======== Provided entries

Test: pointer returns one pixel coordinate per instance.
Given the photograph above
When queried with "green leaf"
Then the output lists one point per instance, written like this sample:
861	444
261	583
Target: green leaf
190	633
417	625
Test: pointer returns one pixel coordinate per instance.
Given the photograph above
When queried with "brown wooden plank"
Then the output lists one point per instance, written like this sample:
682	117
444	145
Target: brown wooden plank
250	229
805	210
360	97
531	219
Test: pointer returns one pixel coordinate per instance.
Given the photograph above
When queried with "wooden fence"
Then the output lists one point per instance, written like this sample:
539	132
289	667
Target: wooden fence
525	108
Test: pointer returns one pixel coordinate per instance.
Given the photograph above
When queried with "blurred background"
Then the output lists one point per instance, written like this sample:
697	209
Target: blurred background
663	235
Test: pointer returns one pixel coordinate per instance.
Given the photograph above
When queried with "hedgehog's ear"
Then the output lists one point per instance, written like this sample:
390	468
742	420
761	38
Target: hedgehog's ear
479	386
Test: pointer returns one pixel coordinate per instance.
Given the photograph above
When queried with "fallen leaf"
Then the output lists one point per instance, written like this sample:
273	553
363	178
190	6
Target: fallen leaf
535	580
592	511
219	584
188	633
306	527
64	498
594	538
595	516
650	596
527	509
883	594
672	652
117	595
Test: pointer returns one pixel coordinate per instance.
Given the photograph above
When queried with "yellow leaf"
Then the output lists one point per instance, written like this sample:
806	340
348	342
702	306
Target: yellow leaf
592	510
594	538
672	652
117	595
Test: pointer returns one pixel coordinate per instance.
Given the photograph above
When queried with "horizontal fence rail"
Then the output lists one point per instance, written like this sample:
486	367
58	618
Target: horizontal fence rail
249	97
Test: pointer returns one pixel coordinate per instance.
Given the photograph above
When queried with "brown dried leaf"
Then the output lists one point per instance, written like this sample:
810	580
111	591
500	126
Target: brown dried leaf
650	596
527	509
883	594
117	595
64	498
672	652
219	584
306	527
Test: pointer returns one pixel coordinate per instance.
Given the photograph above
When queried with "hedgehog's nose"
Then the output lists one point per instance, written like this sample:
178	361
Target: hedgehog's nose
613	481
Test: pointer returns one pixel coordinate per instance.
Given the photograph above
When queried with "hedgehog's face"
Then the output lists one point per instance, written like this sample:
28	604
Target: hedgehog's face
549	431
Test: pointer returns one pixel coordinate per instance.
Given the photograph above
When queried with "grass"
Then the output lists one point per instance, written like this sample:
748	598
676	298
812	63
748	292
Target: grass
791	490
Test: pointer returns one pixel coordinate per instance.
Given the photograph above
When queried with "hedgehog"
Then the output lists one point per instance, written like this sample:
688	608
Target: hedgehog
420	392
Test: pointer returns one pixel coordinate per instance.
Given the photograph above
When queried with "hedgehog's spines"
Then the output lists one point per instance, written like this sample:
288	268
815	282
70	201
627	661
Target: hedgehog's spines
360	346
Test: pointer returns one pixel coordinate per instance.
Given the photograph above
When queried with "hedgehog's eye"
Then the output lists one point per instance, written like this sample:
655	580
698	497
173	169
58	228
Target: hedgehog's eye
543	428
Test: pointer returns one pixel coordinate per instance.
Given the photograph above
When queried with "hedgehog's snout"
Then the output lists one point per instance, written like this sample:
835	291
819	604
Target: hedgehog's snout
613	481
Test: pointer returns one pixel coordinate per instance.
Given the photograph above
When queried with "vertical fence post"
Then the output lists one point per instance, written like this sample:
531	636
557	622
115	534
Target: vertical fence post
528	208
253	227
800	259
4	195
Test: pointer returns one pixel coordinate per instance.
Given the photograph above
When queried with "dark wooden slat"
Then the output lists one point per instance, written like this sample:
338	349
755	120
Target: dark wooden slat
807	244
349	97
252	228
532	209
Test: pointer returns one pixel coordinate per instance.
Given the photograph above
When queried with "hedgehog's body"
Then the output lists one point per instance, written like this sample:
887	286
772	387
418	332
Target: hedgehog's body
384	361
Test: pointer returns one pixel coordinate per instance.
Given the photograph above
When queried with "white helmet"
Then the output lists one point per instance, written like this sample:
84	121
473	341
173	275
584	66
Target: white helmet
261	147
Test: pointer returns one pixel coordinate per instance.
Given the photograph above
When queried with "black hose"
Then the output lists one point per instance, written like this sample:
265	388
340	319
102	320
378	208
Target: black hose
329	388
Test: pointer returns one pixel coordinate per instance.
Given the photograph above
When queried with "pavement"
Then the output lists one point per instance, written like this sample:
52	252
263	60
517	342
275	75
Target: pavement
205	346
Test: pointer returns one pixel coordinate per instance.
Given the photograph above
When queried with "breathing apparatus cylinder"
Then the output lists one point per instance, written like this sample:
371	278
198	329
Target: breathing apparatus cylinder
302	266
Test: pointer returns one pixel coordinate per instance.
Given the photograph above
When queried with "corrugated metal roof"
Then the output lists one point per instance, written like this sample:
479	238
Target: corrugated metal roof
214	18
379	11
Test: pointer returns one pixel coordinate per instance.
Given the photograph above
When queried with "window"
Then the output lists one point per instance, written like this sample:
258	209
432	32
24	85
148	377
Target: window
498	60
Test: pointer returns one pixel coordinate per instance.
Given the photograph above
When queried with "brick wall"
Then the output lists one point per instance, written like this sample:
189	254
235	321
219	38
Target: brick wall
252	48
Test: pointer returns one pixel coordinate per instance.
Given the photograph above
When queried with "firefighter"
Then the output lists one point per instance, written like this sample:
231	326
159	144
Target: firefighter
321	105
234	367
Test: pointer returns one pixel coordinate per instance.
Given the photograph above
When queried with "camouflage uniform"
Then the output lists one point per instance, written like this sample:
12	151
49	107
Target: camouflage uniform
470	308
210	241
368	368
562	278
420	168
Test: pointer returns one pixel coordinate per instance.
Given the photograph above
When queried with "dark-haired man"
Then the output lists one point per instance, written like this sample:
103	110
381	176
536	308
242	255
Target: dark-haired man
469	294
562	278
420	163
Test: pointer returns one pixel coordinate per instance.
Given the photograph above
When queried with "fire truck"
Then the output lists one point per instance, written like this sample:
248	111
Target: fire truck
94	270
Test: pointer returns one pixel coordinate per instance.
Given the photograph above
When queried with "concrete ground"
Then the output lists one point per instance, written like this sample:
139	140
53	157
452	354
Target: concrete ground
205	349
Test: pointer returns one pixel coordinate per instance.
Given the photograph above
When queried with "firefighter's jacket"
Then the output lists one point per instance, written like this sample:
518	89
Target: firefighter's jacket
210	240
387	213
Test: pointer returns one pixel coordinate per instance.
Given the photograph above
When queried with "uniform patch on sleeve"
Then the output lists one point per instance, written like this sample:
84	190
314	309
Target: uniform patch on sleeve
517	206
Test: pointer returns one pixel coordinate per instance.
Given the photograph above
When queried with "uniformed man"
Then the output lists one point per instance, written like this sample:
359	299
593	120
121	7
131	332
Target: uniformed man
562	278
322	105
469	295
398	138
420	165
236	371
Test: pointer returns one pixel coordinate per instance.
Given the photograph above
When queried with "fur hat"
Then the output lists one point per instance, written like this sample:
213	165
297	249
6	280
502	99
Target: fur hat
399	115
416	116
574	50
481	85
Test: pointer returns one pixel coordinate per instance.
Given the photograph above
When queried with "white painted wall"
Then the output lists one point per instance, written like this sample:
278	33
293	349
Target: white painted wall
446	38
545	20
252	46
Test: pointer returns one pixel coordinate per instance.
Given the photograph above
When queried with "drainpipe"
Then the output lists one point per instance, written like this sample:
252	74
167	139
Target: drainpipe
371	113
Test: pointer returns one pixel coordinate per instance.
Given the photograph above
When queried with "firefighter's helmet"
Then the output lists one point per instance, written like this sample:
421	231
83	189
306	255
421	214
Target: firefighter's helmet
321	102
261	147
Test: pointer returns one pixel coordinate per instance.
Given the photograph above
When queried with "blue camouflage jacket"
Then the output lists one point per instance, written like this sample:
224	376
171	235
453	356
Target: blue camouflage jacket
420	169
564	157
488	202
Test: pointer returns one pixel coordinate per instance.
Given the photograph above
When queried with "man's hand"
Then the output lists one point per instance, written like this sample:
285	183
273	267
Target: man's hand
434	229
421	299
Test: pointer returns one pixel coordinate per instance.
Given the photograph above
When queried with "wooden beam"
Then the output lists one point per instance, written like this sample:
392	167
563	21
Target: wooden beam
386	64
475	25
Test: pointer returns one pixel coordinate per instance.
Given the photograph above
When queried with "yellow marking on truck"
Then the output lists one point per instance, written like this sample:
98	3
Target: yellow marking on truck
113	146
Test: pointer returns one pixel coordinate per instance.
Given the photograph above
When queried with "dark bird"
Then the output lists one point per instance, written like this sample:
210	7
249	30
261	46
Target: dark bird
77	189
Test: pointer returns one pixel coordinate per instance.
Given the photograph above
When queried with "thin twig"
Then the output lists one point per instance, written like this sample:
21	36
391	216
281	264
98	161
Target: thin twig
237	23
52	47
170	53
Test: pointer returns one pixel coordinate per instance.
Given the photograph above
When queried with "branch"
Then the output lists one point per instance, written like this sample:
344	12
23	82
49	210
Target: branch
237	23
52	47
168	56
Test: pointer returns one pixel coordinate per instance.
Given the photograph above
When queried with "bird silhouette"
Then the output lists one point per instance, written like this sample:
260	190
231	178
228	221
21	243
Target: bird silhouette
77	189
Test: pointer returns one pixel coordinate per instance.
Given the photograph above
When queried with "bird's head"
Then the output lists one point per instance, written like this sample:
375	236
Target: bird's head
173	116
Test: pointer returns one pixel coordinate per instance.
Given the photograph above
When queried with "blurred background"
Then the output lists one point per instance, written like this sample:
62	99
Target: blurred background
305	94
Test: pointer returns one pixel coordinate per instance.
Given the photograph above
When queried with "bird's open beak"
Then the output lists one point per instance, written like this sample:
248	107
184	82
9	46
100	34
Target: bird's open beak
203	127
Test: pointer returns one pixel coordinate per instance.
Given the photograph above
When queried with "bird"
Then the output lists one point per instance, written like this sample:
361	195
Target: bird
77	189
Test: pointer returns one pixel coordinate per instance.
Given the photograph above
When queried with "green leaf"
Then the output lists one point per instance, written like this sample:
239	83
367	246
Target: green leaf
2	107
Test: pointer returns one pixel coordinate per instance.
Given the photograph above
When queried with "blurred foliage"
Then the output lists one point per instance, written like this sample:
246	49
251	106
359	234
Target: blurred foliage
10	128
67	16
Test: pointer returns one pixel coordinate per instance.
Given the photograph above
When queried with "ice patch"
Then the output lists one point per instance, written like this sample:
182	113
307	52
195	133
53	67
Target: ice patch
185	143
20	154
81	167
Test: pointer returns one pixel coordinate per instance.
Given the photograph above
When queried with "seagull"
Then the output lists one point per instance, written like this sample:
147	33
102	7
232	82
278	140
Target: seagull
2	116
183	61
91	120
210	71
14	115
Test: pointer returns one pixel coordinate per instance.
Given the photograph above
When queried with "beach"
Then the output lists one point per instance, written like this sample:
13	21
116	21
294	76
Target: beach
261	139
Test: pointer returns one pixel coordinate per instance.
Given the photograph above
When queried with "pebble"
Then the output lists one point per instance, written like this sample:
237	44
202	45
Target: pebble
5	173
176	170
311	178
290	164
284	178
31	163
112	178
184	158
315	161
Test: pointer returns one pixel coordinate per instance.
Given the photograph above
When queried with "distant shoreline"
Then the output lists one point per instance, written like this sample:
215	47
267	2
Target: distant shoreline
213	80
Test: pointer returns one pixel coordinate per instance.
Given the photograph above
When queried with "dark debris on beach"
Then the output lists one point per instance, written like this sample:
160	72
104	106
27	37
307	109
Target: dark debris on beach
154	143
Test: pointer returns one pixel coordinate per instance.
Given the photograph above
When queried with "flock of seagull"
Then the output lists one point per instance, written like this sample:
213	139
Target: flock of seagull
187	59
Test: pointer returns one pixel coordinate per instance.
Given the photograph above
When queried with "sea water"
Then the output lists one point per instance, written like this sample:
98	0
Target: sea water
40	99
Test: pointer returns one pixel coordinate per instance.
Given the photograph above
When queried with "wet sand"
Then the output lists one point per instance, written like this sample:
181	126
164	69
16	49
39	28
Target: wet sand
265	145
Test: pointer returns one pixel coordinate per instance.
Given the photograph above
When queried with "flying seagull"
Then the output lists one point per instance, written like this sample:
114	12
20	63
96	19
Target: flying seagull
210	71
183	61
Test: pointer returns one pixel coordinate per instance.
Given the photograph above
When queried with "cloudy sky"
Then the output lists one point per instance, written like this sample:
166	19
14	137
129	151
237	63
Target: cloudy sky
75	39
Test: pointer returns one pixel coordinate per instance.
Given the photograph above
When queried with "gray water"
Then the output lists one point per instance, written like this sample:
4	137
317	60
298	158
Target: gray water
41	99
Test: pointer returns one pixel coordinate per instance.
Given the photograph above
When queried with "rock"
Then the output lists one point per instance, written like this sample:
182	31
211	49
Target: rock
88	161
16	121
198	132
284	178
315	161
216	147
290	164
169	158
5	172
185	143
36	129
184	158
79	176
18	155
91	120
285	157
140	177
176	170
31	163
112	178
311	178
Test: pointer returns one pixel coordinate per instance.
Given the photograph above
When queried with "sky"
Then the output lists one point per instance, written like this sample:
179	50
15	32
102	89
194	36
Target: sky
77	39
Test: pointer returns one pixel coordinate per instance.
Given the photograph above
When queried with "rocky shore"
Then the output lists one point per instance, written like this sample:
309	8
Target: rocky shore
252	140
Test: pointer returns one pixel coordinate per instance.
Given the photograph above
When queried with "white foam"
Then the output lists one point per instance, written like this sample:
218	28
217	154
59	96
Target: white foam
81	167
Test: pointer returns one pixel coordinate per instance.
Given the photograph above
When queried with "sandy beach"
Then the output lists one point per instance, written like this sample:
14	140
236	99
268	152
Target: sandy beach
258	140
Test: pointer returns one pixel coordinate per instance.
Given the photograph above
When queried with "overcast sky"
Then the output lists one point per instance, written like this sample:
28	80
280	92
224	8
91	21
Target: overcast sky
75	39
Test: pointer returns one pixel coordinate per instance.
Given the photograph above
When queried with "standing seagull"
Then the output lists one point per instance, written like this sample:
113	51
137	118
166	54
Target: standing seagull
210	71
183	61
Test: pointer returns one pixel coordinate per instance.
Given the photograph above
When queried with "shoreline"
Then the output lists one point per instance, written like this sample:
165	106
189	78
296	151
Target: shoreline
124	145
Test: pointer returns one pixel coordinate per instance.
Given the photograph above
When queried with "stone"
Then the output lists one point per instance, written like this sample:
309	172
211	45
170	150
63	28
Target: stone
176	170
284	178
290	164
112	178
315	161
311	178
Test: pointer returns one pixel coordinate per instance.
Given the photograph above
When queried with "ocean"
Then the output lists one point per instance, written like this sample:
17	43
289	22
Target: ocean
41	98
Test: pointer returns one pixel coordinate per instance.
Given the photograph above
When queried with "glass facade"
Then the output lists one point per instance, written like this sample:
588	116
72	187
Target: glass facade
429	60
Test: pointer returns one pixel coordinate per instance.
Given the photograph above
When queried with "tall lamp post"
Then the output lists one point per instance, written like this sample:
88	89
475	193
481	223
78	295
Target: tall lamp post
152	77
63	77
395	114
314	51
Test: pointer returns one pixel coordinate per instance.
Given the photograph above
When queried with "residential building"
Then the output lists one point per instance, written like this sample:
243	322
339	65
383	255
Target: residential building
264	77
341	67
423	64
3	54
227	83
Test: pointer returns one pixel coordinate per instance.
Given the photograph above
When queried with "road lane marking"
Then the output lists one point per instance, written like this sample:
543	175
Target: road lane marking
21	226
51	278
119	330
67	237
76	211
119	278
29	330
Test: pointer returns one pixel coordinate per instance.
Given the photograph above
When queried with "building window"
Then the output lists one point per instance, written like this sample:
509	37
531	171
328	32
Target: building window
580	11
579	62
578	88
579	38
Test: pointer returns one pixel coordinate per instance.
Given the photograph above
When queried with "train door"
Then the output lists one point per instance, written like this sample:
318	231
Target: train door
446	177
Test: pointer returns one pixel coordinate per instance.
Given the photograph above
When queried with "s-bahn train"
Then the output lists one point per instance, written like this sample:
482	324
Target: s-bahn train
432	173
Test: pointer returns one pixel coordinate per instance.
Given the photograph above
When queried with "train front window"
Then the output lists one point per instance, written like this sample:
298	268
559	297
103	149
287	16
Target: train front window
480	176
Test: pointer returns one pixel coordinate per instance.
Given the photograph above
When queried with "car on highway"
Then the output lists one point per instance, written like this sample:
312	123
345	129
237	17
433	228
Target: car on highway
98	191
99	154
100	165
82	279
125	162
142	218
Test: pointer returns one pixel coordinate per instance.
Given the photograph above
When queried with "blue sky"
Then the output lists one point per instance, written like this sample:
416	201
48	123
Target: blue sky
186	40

================

▸ **Problem statement**: Pull out each row above that contains the string "debris". Treat uppercase and lowercase letters as different.

▸ **Exercise answer**:
When queried with "dark debris on beach"
Target: dark debris on beach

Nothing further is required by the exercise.